◆ **ABOUT THIS TASK**:
Wherever the word "road" occurs in the listing below, copy that whole line.
** SUPPLIED RECORDS follows **
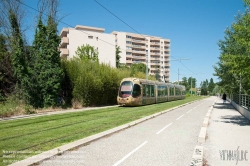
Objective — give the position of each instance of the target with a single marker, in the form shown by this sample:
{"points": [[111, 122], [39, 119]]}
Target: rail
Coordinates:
{"points": [[242, 100]]}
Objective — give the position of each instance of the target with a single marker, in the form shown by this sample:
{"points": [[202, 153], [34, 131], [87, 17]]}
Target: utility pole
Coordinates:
{"points": [[178, 76], [178, 69], [191, 85], [146, 64], [240, 92]]}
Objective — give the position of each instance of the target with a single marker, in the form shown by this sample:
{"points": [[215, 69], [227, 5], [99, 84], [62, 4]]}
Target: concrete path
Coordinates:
{"points": [[167, 140], [228, 137], [54, 112]]}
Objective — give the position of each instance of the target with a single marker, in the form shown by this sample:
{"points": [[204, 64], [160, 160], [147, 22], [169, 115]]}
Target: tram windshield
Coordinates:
{"points": [[126, 89]]}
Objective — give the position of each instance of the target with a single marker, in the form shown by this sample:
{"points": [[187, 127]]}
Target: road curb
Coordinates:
{"points": [[67, 147], [198, 155], [197, 158]]}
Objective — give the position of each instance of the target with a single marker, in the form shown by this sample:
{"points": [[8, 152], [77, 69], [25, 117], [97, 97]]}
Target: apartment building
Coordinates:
{"points": [[136, 48], [144, 48], [104, 43]]}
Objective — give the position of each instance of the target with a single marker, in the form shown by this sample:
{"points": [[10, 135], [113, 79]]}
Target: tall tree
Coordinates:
{"points": [[211, 85], [7, 81], [138, 67], [184, 82], [234, 61], [17, 57], [47, 74], [87, 52]]}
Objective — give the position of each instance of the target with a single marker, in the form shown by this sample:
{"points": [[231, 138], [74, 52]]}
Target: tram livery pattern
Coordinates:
{"points": [[136, 92]]}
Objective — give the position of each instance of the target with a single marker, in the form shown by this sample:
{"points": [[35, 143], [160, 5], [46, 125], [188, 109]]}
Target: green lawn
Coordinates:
{"points": [[47, 132]]}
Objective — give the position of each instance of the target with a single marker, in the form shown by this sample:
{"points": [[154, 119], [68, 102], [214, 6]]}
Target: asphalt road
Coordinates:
{"points": [[167, 140]]}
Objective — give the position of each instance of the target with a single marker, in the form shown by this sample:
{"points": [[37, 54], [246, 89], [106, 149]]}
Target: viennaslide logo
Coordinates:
{"points": [[234, 155]]}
** End of SUPPLIED RECORDS **
◆ **TASK ANSWER**:
Target: road curb
Target: asphalt road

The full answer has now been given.